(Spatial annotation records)
----------------
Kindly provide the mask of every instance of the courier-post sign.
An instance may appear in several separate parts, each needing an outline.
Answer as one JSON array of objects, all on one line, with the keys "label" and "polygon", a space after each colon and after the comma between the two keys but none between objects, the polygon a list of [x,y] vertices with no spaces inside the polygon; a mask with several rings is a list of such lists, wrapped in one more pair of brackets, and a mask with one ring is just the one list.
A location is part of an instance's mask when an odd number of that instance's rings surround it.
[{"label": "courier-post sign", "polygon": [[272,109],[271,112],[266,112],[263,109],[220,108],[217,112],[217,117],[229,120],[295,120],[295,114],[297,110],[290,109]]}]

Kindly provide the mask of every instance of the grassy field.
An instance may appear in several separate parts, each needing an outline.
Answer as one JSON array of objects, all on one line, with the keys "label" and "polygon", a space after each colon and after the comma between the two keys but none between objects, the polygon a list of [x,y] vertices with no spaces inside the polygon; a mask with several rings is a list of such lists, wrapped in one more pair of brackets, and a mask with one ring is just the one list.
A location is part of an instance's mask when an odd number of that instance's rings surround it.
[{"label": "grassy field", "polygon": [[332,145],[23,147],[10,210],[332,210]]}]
----------------
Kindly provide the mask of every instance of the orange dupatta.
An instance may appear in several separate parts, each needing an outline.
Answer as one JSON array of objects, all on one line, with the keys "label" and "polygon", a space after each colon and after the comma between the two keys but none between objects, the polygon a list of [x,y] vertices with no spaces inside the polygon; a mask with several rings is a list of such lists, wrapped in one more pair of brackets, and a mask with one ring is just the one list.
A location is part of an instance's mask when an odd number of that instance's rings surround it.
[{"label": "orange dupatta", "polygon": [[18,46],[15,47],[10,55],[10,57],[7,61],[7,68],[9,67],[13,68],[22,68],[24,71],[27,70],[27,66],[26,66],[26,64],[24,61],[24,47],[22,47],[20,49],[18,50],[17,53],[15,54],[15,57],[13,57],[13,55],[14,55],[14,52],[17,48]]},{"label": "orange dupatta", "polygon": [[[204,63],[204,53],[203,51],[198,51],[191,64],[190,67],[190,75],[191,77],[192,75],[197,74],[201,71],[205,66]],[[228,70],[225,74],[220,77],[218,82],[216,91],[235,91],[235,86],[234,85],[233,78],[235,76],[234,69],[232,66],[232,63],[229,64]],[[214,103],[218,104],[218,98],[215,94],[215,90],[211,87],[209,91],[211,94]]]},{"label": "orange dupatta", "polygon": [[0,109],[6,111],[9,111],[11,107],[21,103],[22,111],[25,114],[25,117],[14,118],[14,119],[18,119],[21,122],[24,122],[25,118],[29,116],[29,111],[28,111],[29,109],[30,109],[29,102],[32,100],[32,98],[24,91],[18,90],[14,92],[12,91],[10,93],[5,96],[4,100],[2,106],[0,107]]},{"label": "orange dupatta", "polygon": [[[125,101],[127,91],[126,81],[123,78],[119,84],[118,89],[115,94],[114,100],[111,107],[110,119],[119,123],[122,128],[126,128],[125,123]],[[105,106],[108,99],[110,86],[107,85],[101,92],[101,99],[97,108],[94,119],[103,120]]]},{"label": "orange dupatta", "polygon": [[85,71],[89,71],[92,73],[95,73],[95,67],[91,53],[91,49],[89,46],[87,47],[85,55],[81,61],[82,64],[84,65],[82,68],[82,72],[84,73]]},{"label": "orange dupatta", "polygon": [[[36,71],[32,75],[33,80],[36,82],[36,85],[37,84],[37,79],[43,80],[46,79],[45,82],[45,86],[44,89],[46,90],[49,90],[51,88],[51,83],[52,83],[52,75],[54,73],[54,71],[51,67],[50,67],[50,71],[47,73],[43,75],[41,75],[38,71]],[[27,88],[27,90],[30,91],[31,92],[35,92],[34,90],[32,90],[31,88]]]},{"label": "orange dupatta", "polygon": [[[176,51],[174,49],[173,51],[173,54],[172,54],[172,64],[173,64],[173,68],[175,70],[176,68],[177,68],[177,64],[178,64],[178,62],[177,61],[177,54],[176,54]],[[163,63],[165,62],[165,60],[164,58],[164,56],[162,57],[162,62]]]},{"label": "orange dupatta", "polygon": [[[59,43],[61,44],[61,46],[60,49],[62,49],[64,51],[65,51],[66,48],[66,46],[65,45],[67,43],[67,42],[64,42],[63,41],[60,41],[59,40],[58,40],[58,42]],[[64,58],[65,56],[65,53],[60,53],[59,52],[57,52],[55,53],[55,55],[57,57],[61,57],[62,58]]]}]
----------------
> **EXERCISE TASK**
Which lines in the listing above contain the word "every", with case counting? Extract each such line in full.

> **OUTPUT**
Kindly provide the mask of every instance of the courier-post sign.
Kindly provide the mask of every instance of the grassy field.
Kindly provide the mask of every instance of the orange dupatta.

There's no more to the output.